§ Stated exercise: Report how many lines of the records below contain the string "logo", with case counting. Give only the number.

[Image box annotation records]

[start]

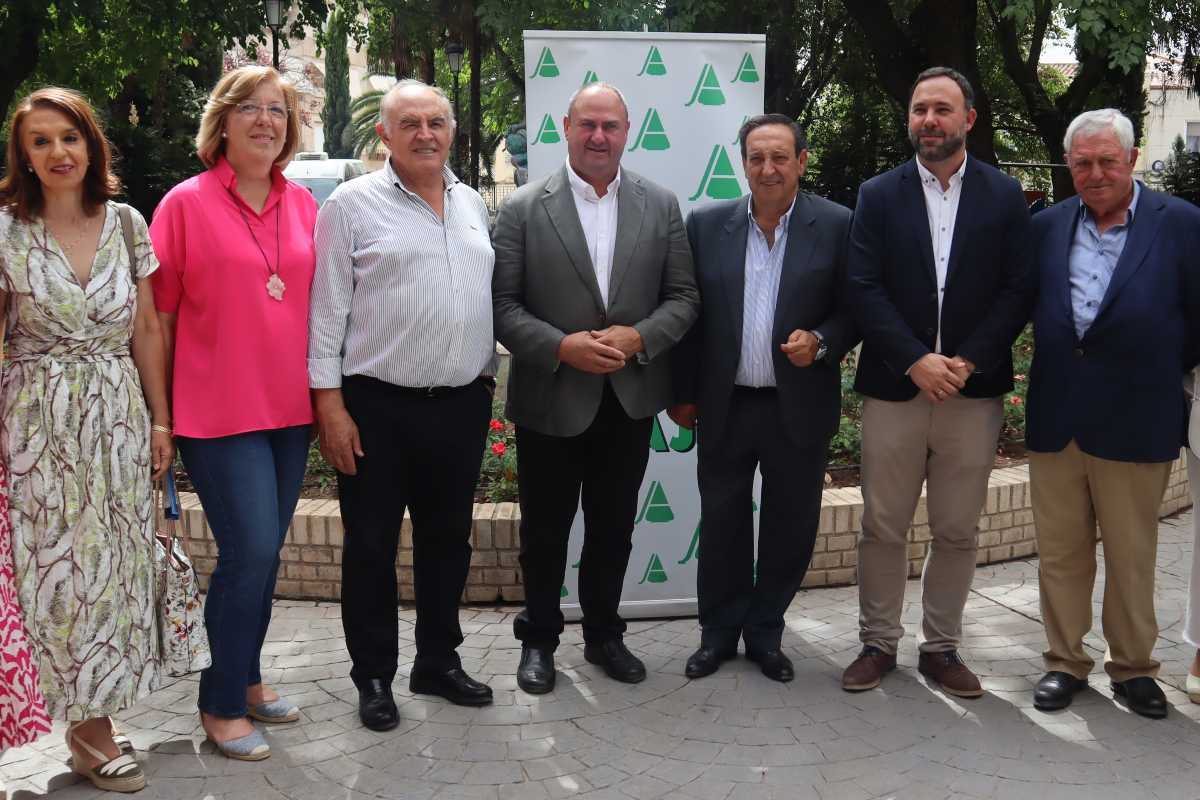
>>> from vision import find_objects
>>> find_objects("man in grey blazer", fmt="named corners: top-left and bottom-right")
top-left (492, 83), bottom-right (700, 693)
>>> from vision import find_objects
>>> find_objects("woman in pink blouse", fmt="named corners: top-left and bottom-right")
top-left (150, 66), bottom-right (317, 760)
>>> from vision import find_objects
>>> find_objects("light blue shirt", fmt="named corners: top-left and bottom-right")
top-left (1067, 181), bottom-right (1141, 338)
top-left (733, 198), bottom-right (796, 387)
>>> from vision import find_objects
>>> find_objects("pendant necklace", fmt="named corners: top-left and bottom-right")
top-left (229, 191), bottom-right (287, 302)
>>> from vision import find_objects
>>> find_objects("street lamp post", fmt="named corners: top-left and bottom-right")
top-left (446, 40), bottom-right (463, 174)
top-left (266, 0), bottom-right (284, 72)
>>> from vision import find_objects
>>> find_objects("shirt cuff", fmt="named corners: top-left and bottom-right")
top-left (308, 357), bottom-right (342, 389)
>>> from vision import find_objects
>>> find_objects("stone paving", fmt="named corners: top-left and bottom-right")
top-left (7, 513), bottom-right (1200, 800)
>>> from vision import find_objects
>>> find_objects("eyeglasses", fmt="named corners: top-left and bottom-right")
top-left (234, 103), bottom-right (288, 120)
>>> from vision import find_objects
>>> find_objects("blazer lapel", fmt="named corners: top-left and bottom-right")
top-left (608, 172), bottom-right (646, 305)
top-left (720, 194), bottom-right (750, 353)
top-left (541, 167), bottom-right (605, 313)
top-left (1088, 186), bottom-right (1166, 331)
top-left (900, 157), bottom-right (938, 289)
top-left (770, 192), bottom-right (820, 343)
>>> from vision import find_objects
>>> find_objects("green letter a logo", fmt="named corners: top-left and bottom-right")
top-left (529, 47), bottom-right (558, 78)
top-left (533, 114), bottom-right (562, 144)
top-left (629, 108), bottom-right (671, 152)
top-left (637, 44), bottom-right (667, 78)
top-left (634, 481), bottom-right (674, 525)
top-left (684, 64), bottom-right (725, 107)
top-left (637, 553), bottom-right (667, 585)
top-left (730, 53), bottom-right (758, 83)
top-left (688, 144), bottom-right (742, 201)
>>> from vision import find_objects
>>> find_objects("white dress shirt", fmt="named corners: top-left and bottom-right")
top-left (308, 161), bottom-right (496, 389)
top-left (917, 158), bottom-right (967, 353)
top-left (566, 162), bottom-right (620, 308)
top-left (733, 198), bottom-right (796, 387)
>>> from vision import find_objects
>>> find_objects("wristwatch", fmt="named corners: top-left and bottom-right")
top-left (809, 331), bottom-right (829, 361)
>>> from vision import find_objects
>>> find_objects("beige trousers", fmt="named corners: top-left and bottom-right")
top-left (1030, 441), bottom-right (1171, 681)
top-left (858, 395), bottom-right (1003, 654)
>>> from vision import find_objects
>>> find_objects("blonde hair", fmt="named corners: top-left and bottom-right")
top-left (196, 65), bottom-right (300, 167)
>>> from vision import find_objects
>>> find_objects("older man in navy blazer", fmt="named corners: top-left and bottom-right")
top-left (1026, 109), bottom-right (1200, 717)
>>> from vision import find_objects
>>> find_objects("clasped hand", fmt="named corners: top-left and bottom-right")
top-left (908, 353), bottom-right (974, 403)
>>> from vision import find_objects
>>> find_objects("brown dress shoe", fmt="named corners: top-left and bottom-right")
top-left (917, 650), bottom-right (983, 698)
top-left (841, 644), bottom-right (896, 692)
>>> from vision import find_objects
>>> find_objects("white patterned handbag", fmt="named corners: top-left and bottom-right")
top-left (154, 471), bottom-right (212, 678)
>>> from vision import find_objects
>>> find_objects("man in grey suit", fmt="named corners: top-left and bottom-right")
top-left (670, 114), bottom-right (858, 681)
top-left (492, 83), bottom-right (700, 694)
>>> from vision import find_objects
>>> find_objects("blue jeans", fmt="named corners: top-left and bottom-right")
top-left (176, 425), bottom-right (308, 718)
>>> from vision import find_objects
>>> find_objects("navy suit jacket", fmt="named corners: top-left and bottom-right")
top-left (847, 157), bottom-right (1033, 401)
top-left (1025, 187), bottom-right (1200, 463)
top-left (672, 192), bottom-right (858, 446)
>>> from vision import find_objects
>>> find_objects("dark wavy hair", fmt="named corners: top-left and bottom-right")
top-left (0, 86), bottom-right (121, 222)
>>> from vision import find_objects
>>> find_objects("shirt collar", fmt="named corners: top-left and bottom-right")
top-left (566, 160), bottom-right (620, 203)
top-left (1079, 180), bottom-right (1141, 224)
top-left (383, 157), bottom-right (460, 197)
top-left (746, 191), bottom-right (800, 233)
top-left (913, 156), bottom-right (971, 188)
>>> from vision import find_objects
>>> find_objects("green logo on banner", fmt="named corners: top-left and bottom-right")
top-left (730, 53), bottom-right (758, 83)
top-left (684, 64), bottom-right (725, 106)
top-left (629, 108), bottom-right (671, 152)
top-left (533, 114), bottom-right (563, 144)
top-left (637, 44), bottom-right (667, 78)
top-left (688, 144), bottom-right (742, 201)
top-left (634, 481), bottom-right (674, 525)
top-left (529, 47), bottom-right (558, 78)
top-left (637, 553), bottom-right (667, 585)
top-left (731, 114), bottom-right (750, 144)
top-left (676, 521), bottom-right (700, 564)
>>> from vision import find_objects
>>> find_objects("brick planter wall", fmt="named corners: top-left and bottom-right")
top-left (180, 450), bottom-right (1192, 603)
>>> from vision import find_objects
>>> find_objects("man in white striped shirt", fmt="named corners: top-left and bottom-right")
top-left (308, 80), bottom-right (494, 730)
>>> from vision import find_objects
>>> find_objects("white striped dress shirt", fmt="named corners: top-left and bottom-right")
top-left (733, 198), bottom-right (796, 387)
top-left (308, 161), bottom-right (496, 389)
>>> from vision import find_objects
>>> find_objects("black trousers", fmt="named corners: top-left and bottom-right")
top-left (337, 375), bottom-right (492, 686)
top-left (512, 380), bottom-right (654, 650)
top-left (696, 386), bottom-right (828, 652)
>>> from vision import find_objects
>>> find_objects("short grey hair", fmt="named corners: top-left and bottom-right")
top-left (1062, 108), bottom-right (1134, 155)
top-left (566, 80), bottom-right (629, 120)
top-left (379, 78), bottom-right (458, 136)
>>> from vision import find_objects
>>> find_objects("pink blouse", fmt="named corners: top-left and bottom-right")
top-left (150, 158), bottom-right (317, 438)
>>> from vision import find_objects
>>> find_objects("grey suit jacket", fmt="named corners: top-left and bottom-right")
top-left (492, 167), bottom-right (700, 437)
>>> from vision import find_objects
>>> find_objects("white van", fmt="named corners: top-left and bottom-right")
top-left (283, 152), bottom-right (367, 206)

[end]

§ Expected output: 2